::: Supplied records
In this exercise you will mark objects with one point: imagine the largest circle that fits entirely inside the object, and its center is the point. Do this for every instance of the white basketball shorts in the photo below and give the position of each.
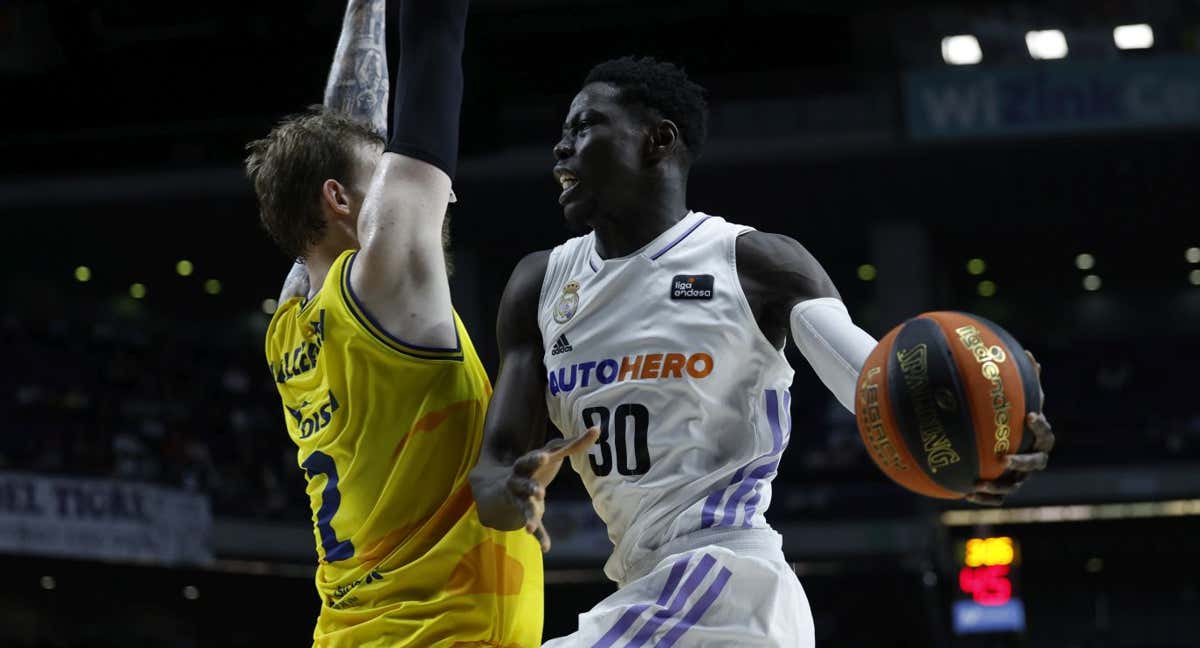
(709, 597)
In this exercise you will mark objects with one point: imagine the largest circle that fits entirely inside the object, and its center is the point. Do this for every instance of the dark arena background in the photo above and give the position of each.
(1030, 162)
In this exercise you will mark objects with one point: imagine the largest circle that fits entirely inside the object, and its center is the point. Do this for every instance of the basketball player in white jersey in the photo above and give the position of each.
(664, 329)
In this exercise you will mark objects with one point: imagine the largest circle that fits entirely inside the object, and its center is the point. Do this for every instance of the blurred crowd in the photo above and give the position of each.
(190, 403)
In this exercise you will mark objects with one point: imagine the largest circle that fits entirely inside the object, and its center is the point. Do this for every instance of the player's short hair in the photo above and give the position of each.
(289, 165)
(664, 88)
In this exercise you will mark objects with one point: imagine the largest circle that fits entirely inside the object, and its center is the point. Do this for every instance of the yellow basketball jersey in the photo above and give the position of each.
(387, 433)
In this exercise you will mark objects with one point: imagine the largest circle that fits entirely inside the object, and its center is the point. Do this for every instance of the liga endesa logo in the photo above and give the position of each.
(631, 367)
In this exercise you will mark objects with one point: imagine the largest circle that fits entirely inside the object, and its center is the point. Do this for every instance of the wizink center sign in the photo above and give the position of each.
(1051, 97)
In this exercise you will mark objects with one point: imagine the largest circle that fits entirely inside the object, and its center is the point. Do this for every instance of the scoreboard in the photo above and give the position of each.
(987, 597)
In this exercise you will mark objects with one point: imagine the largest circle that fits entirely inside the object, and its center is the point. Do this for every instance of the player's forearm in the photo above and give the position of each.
(833, 345)
(358, 79)
(297, 283)
(427, 96)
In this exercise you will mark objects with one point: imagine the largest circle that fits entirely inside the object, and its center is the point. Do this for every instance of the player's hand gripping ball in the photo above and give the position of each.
(949, 406)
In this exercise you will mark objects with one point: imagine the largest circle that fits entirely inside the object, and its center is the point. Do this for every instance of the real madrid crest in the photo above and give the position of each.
(568, 303)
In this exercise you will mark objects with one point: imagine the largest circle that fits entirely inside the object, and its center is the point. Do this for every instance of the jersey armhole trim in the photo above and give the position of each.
(359, 312)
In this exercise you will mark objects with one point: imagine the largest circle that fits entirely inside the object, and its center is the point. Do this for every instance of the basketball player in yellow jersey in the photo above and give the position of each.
(382, 390)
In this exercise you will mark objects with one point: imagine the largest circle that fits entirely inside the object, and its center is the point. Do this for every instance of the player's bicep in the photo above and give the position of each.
(400, 274)
(516, 417)
(785, 265)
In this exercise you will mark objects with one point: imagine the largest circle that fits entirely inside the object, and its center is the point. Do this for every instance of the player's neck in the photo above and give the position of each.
(624, 233)
(317, 264)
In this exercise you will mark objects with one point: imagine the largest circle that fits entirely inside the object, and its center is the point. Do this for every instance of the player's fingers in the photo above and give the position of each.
(532, 509)
(561, 449)
(985, 499)
(523, 487)
(1002, 485)
(1037, 366)
(1030, 462)
(529, 462)
(543, 538)
(1043, 435)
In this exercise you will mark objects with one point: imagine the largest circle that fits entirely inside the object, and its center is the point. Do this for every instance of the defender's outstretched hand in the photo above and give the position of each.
(1020, 467)
(517, 497)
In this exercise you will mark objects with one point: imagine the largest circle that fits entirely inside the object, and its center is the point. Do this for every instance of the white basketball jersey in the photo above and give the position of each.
(661, 352)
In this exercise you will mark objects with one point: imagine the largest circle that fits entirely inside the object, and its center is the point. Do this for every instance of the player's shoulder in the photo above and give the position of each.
(759, 247)
(525, 282)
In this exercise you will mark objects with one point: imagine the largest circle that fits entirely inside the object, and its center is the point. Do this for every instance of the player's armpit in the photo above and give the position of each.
(400, 275)
(516, 417)
(778, 273)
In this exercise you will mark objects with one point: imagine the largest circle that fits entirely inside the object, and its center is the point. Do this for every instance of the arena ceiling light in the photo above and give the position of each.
(961, 49)
(1047, 43)
(1140, 36)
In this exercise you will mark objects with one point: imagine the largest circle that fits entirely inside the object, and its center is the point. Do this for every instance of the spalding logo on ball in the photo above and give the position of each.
(942, 400)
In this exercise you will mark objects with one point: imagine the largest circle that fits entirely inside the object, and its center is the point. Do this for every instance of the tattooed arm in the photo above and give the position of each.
(357, 87)
(358, 81)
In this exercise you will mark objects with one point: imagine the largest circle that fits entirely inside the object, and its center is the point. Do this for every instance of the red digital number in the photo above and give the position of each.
(987, 585)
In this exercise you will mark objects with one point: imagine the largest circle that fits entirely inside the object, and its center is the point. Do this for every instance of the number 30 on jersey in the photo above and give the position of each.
(616, 429)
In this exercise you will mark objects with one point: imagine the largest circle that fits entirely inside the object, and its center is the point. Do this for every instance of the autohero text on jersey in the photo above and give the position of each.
(631, 367)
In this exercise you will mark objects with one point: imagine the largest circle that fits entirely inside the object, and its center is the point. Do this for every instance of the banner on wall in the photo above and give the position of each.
(103, 520)
(1053, 97)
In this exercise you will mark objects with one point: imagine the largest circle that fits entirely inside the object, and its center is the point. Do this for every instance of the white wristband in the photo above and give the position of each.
(833, 345)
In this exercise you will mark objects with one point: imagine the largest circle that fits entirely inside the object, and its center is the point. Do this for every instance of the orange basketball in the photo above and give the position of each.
(942, 399)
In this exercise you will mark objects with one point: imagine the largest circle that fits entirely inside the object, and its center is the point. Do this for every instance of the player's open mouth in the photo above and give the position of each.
(568, 181)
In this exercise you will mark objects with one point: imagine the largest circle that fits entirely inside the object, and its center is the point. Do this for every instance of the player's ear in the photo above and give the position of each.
(336, 198)
(663, 141)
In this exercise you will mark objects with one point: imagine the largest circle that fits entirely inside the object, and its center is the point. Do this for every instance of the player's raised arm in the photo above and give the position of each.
(358, 79)
(357, 88)
(509, 481)
(798, 294)
(400, 275)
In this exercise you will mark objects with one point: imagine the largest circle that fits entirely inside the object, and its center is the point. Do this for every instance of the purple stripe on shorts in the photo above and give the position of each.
(787, 412)
(635, 612)
(673, 579)
(625, 621)
(714, 499)
(751, 481)
(682, 237)
(777, 431)
(681, 598)
(697, 611)
(753, 503)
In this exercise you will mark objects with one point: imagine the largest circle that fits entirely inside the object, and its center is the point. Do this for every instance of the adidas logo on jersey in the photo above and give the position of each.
(561, 346)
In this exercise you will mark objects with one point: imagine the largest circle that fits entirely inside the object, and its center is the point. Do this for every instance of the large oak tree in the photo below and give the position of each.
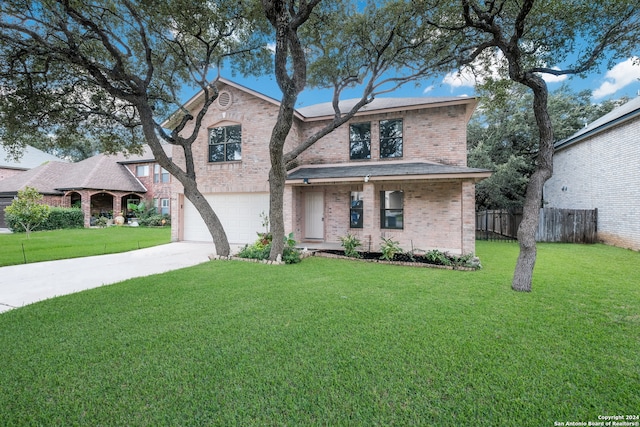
::::::
Your objective
Apart from the images, every line above is to be given again exactly.

Exercise result
In this exercise you will mark objects with one point: imagine the largest circle that fits entirely inside the object, and its center is the point. Do this for every instance of the white basketball shorts in the photo below and give the position of each.
(709, 597)
In this exercise you will mark objects with one point: imagine the largest circle that fits entirely inside the object, and its center is the point. Do this for every instance of the dark arena background in the photo above and give the position of each.
(1030, 162)
In this exercise you will mark objects with one point: imagine the largest circle that fits entirely inside the object, and its center is the point. Do this for every instance of the basketball player in white jersey in the photo above and give the position of each.
(664, 329)
In this exercise you will mark objects with one point: imagine the largest circle that fits entirely inside the object, and its center is the point. Do this for every instance of the blurred crowd in the photo above and give the position of each.
(190, 403)
In this exercise you will mark objects with one point: imagine the largest circle that fits entirely inside the object, and its center is the point. Do this for every instance of the player's short hair in the photo above and give the position of each.
(289, 165)
(664, 88)
In this exercise you will mark objects with one point: imagine the largest circle that fits entirely inside the object, and its center is the point. Do this for every instance of the yellow basketball jersey in the photo above and give the position of each.
(387, 433)
In this exercise you will mark objects with one point: imagine the largest circle that fits entirely inside the object, and its center is the point. Do this for every instance of the liga endesa logo in the photo above and give the position of each.
(631, 367)
In this exercise you will mark objects with one point: imagine the largest circle that fits entirely inside the object, and its center is the point. Do this for every instance of the wizink center sign in the photo above and give the position of each.
(1051, 97)
In this exercise you will mark objects with one point: imagine the largest circle that fits entirely inside the object, and its center is the point. Do this for every instance of the scoreboard in the photo above and give the position of each.
(987, 597)
In this exercise you will mark objects with one point: imagine the largest circle that fits entirely inside the object, and its center is the point. Do this for every instance of the player's forearm in the photo above and give the position of each.
(833, 345)
(358, 79)
(297, 283)
(427, 96)
In this exercise you will mark objects with one point: imagine the largest circle that fits entirely inside the object, and its center is the point. Do this for every instance of the player's hand gripping ball in the photo above and give the position of each.
(949, 406)
In this exercise you will mark objects with one point: imagine the largest circle that fits entirely inside the object, and its center is the point. Do this for every instance of the real madrid crest in the photo above and give the position of each.
(568, 303)
In this exercise you will mark objects with one point: imagine the largest circle that fits entirely inside the object, and its center is the point. Do this for every instance of the jersey armhole trim in the photo above and give the position of each.
(359, 312)
In this exercise you will mark objects with one point: imagine the largest circle that fits entirely inside the object, and its center is the point. Do this for every instance of the basketball player in yellow jersey in the photo above and give the position of each.
(382, 390)
In this exercise you will mark objects with one point: imagine the largest circle that fits entirely inside the object, and its center is the point. Do this for every instance of the player's bicep in the photo above and give the position of each.
(400, 274)
(516, 417)
(785, 265)
In this exercise you will mark objects with one point: imagine the largest circle that fits entirely inside the object, and its center is the point. Do this for every instance of the player's neck in the photo above and give the position of each.
(624, 233)
(317, 264)
In this exercise you will mark objects with one point: imagine the largest circle that fits entirely inside the object, and its center is the point. Do this for every instance of the player's fingers in the photo above and give the position of each.
(532, 509)
(561, 449)
(985, 499)
(523, 487)
(1002, 485)
(1037, 366)
(1030, 462)
(529, 462)
(543, 538)
(1043, 435)
In this exercise you will mark objects with one point: imagine the largest circle that fits entirely inside the object, and its center is the point. Do this for every instance of the defender's outstretched hand in the photo above and give the position of each.
(1020, 467)
(517, 497)
In this exercise you will mark objects with one point: imagine the largest circle that fits entirely inside the object, and its center is the point. Do this for every instance of the white basketball jersey in the photo above and give the position of each.
(661, 352)
In this exercise you will mark objects with one point: imagine the largest circle that fits entirely inside the object, and its center is the point. Do this for every instance of the player's shoulder in the photo above and give the position of each.
(759, 247)
(525, 282)
In this exercise you will mark objects with one point: imagine the largest circle that fits entirely inside the object, and its center is the point. Do this for every instance of the player's armpit in the photo above and give the position of each.
(400, 275)
(516, 417)
(778, 273)
In this exercise you will mark objects with one point: imagine the largest circle that fits entirely inside the object, and its center is the point. Do this for every instance of the arena ceiling light in the photo above and give the position of each.
(961, 49)
(1047, 43)
(1140, 36)
In this exercise you will mark objects with one point: imagine the largest circle that fits entirely inside the object, and its center is the point. Do this for every instance of the spalding logo on ball in the photo above and give the position of each.
(942, 400)
In this exercise you will mark objects with one point: imagine the largest circle that fits entirely inside the object, and its center is the point. Do this for every instance of the tattooed arm in the photo above and give the position of each.
(357, 87)
(358, 81)
In this exercise you will mark objects with one point: imagine the largest circle that fits entirely inside the object, and its center is the point. Do this for every instance of the red digital number in the photo above and give the position of each.
(987, 585)
In this exercise you will mark objects with one point: imagine the largest circle that fits entirely inside the object, and its center is the point. Do this for every instance of the number 30 on jersey in the photo above and give the position of each.
(616, 429)
In this exercise you will mark objects with one point: imagine the largest circle that fits entirely inside the object, and its center is the point. Do this for every instance of the autohero text on jersey in the photo above and give the position of each.
(631, 367)
In this exercise you will mark objects with one point: imagine the largest circle that fits entirely inside the object, and its center is the point. Do this for every instance of the banner on wall in the photo above and give the position of each.
(103, 520)
(1053, 97)
In this exercise you will mark objects with one point: imagine the largest circle that fits entirely inside the object, and its center is the point. Do this for every instance of the white wristband in the photo above and give the position of each.
(833, 345)
In this exercise you will mark objects with one point: imagine the largest circle that fits entirely inside the object, and its center is the point. Do this for every instance of the orange basketball in the photo above and give the position of each.
(942, 399)
In this exercise you will mark objects with one point: imagine the largest circle that fits entirely inside the object, and its center is the point. Do this for every instance of the player's open mouth in the photo above and give the position of each.
(568, 181)
In this exercise you will mark objects with one point: imagine the largest circle that fits entirely inside the object, and its center is the point. Do this for every instance of the player's ear in the photo above and give the position of each.
(336, 198)
(663, 141)
In this exercise you will mark objects with one point: imagine the largest circle that fits entirely inside the object, and its center is the point. Do this for every instance of the player's raised arm in the photo above and give the position of each.
(358, 79)
(357, 88)
(509, 481)
(798, 294)
(400, 275)
In this exercise you will mark objects with one point: imagine the largest circle that fits entirely inside the object, and its center is the point. Do this for every instance of the purple stripe on shorts in the photo above and give the position of each.
(787, 412)
(635, 612)
(673, 579)
(625, 621)
(714, 499)
(751, 481)
(682, 237)
(777, 431)
(681, 598)
(697, 611)
(753, 503)
In this exercise you will mark objects with one point: imagine the largest circle that fits entirely inside the object, and its center is the point. Do this for every instance of the adidas logo on jersey in the photo above and give the position of each.
(561, 346)
In this exercise you will mark objects with one point: imagine the largest circle that fits entirely inside the object, and its center is the point. Do this for every instance of the large oak tree in the photo below and give the position of each.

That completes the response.